• _Instruction_
Rewrite the lines from the one containing "the shirt sleeve" through the end of the records, replacing "put a pin on" with "mark" and leaving everything else as is. Return only those lines.

• _Supplied data_
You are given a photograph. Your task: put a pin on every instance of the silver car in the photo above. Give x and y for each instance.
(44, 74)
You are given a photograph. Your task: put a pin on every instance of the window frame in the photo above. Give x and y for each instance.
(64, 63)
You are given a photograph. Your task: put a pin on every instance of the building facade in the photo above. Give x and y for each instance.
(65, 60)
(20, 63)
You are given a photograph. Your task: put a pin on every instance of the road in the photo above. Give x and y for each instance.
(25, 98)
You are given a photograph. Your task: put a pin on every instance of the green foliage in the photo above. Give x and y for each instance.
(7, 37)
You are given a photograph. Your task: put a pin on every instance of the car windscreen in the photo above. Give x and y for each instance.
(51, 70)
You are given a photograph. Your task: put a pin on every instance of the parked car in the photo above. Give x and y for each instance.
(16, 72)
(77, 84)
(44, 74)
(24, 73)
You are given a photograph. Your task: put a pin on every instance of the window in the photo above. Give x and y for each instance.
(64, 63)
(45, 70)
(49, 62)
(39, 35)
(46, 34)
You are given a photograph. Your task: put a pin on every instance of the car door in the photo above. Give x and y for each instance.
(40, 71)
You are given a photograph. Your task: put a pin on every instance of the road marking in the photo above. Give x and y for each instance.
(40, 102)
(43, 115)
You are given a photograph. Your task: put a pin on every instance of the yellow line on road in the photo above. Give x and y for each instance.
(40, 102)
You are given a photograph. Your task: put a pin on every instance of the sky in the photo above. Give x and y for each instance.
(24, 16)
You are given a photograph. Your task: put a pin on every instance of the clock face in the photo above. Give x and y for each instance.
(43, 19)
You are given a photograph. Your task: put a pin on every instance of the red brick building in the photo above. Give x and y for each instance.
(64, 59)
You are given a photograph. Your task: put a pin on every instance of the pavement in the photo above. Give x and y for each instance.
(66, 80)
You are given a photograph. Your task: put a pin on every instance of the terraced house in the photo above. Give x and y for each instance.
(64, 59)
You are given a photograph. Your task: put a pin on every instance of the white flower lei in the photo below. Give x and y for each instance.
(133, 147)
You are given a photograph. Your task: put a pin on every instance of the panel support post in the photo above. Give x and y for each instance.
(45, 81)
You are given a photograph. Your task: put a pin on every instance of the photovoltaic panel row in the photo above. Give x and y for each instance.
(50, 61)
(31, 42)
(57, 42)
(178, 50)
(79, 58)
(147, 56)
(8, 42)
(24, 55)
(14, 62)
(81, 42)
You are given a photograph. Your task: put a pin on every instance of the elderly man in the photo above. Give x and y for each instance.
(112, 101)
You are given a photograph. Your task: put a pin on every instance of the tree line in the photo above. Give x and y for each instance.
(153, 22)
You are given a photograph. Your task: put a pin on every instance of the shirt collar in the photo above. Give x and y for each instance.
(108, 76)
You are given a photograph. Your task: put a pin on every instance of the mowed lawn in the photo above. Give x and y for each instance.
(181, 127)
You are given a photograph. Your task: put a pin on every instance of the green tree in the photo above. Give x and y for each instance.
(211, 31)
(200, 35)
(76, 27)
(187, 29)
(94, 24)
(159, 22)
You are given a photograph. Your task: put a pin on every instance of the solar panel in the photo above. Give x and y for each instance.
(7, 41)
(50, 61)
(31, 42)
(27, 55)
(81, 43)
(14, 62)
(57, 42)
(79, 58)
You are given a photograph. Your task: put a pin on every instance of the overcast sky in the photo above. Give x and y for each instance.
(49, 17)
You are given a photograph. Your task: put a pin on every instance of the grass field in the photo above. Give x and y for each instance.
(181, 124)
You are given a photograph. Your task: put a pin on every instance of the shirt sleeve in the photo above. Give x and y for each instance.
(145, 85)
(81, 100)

• _Final answer_
You are given a photograph. Your task: mark every instance of the shirt sleeve in the photo above. Give x and y for each instance.
(145, 85)
(81, 100)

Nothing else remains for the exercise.